╭─ MATERIAL SHOWN

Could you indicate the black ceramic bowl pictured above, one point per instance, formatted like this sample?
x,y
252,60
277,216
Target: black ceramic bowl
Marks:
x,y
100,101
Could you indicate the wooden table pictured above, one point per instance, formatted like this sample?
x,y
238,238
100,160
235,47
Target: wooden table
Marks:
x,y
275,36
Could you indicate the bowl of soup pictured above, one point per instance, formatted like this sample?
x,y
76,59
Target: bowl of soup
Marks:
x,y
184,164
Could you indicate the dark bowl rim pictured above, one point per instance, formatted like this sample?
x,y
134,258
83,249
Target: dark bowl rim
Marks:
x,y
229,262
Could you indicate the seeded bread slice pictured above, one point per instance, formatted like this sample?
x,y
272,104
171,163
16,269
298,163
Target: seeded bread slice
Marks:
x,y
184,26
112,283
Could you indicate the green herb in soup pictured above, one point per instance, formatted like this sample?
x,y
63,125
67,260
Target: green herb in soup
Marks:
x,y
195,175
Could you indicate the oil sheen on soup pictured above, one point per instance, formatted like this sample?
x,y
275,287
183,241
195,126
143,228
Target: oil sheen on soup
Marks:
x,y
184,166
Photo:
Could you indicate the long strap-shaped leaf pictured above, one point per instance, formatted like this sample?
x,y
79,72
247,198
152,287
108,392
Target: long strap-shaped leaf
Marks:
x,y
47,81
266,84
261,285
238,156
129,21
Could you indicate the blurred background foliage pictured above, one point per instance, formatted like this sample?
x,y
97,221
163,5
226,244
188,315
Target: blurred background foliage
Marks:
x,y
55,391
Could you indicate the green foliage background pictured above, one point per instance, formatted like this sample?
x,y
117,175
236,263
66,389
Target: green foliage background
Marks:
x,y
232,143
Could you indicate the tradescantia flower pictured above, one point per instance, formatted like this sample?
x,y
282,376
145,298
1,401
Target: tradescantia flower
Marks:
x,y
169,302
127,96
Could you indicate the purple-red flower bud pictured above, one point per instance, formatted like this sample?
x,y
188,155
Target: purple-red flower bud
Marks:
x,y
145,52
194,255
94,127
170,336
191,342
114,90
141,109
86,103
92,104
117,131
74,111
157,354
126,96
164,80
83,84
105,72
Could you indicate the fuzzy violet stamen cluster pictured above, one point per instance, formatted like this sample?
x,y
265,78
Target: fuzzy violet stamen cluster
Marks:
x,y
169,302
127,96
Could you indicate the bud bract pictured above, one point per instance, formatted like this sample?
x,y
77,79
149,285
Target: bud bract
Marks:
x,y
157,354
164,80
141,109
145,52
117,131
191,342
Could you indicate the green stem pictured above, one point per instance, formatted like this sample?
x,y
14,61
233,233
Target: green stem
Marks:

╰─

> **STATED GOAL**:
Edit the rows above so that each "Target" becomes "Object", with everything else left unchanged.

> **TASK RESPONSE**:
Could you indicate the black ceramic bowl pictured above, one point per instance, formatted like this sample?
x,y
252,60
277,216
Object: black ceramic bowl
Marks:
x,y
100,101
Could you indicate the wooden table pictured above, one point per instance, formatted like this sample?
x,y
238,238
100,160
235,47
Object: wooden table
Marks:
x,y
275,36
Could you indicate the bowl of soup pictured above, one point per instance, formatted like this sample?
x,y
76,59
Object: bowl of soup
Marks:
x,y
184,164
Could you indicate the dark bowl rim pictured above, one point per instance, formatted like this sample?
x,y
134,258
83,249
Object: dark bowl rim
Marks:
x,y
229,262
Could you indicate the seeded bread slice pictured above, one point per instance, formatted like this sample?
x,y
272,104
171,163
16,269
298,163
Object: seeded bread slice
Marks:
x,y
184,26
112,283
Could you indicate the green herb in soup pictured above, one point per instance, formatted like this sample?
x,y
63,125
67,260
Object: green herb in soup
Marks:
x,y
195,175
Could you indicate the oil sheen on soup pictured above, one point per instance, formatted like this sample?
x,y
275,287
183,241
195,126
143,228
Object: oil sheen on soup
Marks:
x,y
184,166
Photo:
Could you indicate the long strap-shaped leaf pictured above, one point per instance, formatted like this sample?
x,y
79,72
247,198
152,287
108,392
Object: long strap-shaped leaf
Marks:
x,y
47,81
266,84
261,285
238,156
129,21
Could you indicate the blurred background foliage pictured above, one point per instance, formatted like this sample?
x,y
97,221
163,5
226,244
188,315
Object: blurred background foliage
Marks:
x,y
55,391
Could you indicate the green foliage background pictured above, one point per instance, formatted like this sample?
x,y
117,175
236,263
66,389
Object: green foliage background
Marks:
x,y
232,143
Could you indicate the tradescantia flower pictured above, one point per instance, formatted like this sample?
x,y
282,376
145,298
1,401
Object: tradescantia flower
Marks:
x,y
169,302
127,96
Could you indicate the purple-red flower bud pictured above, one point per instance, formatted like this sample?
x,y
188,155
Object: purple-red flower bud
Marks:
x,y
145,52
194,255
94,127
170,336
191,342
114,90
141,109
86,103
92,104
117,131
74,111
157,354
126,96
164,80
83,84
105,72
Could you indicate the fuzzy violet stamen cluster pictured above, one point per instance, formatted like this sample?
x,y
265,78
Object: fuzzy violet stamen cluster
Marks:
x,y
169,302
127,96
Could you indicate the bud bract pictured above, one point per instance, formatted like this sample?
x,y
77,79
149,285
Object: bud bract
Marks:
x,y
157,354
164,80
141,109
145,52
117,131
191,342
Could you indicate the green stem pictured above, one point per instance, formatted like this sample?
x,y
14,61
233,233
Object: green stem
Marks:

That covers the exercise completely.